### EXERCISE BRIEF
Pick out every line in the items below that contains the word "toilet", and copy each one.

### RECORDED INFORMATION

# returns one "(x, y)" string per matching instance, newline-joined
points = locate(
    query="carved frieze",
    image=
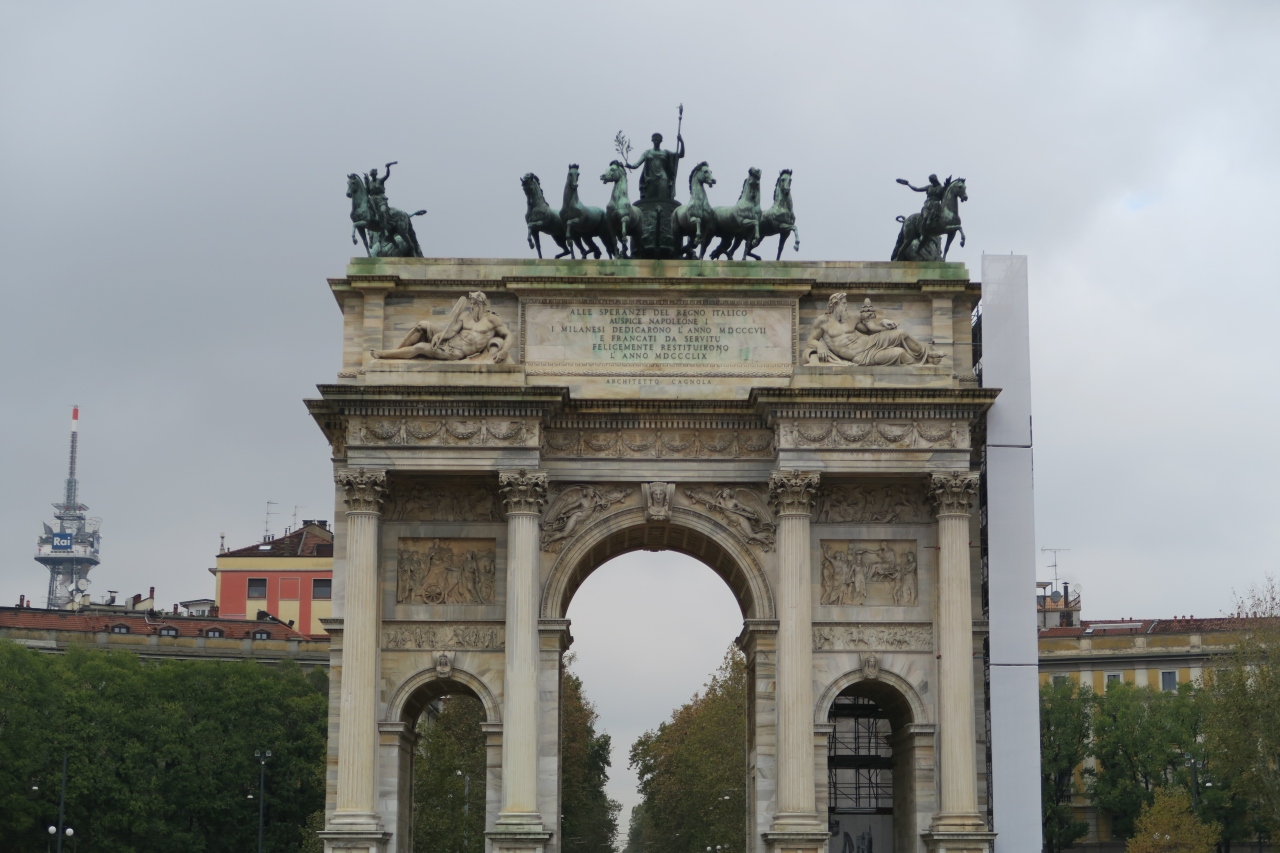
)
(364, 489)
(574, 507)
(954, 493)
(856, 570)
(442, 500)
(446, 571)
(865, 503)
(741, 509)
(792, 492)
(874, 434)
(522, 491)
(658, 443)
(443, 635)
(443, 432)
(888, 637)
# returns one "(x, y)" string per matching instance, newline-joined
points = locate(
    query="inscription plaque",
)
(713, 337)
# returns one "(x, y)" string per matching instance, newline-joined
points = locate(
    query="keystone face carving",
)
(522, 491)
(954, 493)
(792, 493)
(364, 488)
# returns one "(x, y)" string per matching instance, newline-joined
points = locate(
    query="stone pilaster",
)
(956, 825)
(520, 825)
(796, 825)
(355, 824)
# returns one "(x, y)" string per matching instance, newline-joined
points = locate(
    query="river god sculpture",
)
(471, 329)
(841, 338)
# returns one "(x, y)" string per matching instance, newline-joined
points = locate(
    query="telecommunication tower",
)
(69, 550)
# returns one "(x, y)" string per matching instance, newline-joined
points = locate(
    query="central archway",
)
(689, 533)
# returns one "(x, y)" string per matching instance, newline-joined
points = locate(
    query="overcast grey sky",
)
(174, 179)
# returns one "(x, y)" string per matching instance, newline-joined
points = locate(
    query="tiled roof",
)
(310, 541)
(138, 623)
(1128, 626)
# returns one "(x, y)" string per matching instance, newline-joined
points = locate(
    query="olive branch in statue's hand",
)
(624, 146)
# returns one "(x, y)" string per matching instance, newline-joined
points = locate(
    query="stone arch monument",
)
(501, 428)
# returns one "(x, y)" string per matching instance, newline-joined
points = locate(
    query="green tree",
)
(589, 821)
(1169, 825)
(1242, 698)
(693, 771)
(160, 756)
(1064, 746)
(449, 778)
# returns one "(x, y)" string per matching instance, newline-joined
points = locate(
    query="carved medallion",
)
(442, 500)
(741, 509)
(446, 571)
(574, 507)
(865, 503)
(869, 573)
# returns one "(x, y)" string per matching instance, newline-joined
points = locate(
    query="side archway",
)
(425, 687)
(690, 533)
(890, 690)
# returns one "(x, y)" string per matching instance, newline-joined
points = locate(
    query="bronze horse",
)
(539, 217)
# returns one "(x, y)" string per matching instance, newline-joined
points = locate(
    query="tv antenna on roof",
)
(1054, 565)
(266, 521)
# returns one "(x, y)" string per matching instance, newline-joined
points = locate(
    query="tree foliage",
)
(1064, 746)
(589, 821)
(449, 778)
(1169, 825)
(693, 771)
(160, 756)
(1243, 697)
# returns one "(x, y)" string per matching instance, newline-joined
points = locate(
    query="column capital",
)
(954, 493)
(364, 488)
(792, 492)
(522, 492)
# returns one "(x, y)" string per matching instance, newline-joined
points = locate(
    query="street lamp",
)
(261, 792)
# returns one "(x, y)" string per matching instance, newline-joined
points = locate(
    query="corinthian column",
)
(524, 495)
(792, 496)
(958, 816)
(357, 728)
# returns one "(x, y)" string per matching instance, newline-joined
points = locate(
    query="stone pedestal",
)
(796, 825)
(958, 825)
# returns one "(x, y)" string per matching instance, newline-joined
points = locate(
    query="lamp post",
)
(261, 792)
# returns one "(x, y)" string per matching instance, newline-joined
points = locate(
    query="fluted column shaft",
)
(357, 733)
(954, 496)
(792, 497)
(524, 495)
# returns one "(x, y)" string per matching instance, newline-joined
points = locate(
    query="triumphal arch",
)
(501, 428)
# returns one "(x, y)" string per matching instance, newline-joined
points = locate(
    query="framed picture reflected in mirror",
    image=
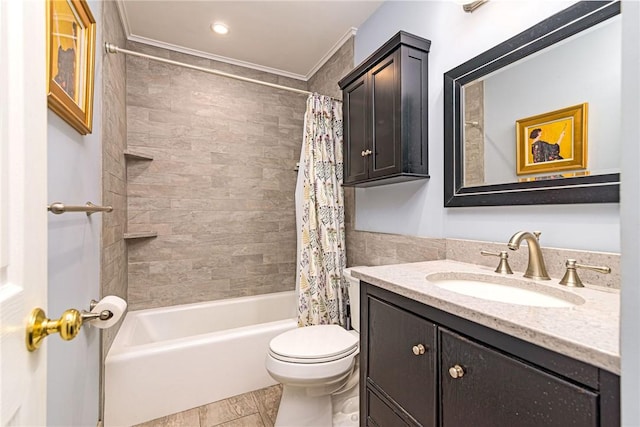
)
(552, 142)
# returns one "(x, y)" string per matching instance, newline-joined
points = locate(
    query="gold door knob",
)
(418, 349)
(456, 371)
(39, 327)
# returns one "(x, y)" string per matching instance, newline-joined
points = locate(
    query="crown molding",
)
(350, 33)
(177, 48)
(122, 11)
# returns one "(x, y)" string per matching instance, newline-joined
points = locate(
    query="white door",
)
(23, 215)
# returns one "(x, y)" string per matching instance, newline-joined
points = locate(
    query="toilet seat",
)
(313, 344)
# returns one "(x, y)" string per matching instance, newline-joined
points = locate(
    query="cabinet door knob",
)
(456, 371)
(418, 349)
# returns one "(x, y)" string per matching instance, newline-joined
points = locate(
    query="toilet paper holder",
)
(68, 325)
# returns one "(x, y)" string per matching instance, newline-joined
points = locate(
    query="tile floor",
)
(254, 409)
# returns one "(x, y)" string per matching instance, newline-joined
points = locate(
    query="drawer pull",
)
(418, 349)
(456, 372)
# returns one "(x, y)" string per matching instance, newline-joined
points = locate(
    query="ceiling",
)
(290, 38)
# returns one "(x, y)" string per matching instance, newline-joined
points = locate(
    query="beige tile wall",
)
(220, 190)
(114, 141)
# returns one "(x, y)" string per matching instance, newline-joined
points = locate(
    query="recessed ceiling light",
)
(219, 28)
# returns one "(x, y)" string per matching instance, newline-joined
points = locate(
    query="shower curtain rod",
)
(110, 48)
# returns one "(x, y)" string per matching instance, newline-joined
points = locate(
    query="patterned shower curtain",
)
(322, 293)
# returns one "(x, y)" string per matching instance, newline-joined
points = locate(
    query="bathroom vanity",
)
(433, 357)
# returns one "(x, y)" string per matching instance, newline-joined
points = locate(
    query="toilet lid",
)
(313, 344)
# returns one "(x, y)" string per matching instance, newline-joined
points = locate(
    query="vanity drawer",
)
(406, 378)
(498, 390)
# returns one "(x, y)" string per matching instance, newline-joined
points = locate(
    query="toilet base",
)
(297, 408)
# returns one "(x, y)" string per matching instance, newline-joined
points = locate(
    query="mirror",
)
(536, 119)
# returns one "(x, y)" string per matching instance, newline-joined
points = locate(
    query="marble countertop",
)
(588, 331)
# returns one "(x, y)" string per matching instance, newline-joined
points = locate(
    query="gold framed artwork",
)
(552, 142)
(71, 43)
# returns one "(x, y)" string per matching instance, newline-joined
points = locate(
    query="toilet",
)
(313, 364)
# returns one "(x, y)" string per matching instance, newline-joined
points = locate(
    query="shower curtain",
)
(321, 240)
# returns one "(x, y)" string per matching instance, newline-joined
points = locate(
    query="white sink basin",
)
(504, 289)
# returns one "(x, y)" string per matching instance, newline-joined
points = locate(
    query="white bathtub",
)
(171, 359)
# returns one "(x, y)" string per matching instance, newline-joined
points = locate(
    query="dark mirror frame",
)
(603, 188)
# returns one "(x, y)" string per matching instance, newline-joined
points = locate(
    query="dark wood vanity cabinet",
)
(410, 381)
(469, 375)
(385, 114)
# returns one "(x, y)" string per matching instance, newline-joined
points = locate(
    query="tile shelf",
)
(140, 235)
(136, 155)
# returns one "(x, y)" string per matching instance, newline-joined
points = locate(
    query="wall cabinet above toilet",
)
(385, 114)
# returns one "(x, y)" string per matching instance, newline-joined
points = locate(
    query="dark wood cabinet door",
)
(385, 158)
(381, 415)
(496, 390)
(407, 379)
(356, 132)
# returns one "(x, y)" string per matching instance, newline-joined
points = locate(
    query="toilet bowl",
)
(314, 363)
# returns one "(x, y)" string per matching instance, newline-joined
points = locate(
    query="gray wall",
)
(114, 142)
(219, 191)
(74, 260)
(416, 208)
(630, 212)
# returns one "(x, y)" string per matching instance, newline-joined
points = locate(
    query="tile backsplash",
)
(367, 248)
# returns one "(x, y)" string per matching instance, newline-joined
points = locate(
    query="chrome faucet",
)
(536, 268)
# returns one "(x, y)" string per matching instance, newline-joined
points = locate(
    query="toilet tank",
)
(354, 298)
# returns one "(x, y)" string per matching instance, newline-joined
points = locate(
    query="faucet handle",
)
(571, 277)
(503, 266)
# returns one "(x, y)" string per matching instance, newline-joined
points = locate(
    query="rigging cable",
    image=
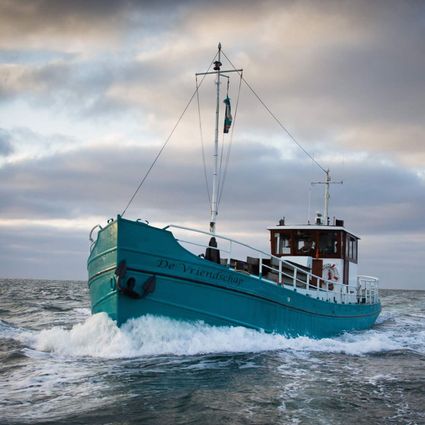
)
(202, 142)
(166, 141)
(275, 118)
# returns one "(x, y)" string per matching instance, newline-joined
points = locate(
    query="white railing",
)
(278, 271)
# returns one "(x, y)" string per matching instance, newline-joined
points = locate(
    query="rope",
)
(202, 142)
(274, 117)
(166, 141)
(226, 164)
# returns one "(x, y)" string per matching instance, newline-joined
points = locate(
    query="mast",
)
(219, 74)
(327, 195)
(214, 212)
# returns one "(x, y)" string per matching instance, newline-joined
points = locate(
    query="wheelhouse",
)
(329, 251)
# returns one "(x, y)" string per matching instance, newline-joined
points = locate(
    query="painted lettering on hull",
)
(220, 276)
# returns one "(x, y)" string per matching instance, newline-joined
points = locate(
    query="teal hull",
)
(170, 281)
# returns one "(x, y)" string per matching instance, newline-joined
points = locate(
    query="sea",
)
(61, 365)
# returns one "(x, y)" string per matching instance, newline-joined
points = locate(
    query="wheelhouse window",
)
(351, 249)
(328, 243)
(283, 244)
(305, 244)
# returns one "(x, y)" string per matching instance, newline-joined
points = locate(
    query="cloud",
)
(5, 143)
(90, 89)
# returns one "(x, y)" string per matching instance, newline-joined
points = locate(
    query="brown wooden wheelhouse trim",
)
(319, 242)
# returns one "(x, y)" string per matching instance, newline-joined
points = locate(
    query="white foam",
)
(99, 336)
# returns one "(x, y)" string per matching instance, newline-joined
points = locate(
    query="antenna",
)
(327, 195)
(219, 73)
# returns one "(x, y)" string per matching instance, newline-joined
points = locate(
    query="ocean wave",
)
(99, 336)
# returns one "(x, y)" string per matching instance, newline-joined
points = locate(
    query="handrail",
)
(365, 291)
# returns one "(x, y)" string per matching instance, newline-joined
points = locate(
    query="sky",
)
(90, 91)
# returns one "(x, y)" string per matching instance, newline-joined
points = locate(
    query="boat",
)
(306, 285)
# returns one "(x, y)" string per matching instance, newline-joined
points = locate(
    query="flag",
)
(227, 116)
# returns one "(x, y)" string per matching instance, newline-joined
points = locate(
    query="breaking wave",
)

### FULL ANSWER
    query="toilet seat",
    query="toilet paper holder",
    query="toilet lid",
    query="toilet base",
    query="toilet",
    query="wall cabinet above toilet",
    query="toilet bowl",
    query="toilet tank",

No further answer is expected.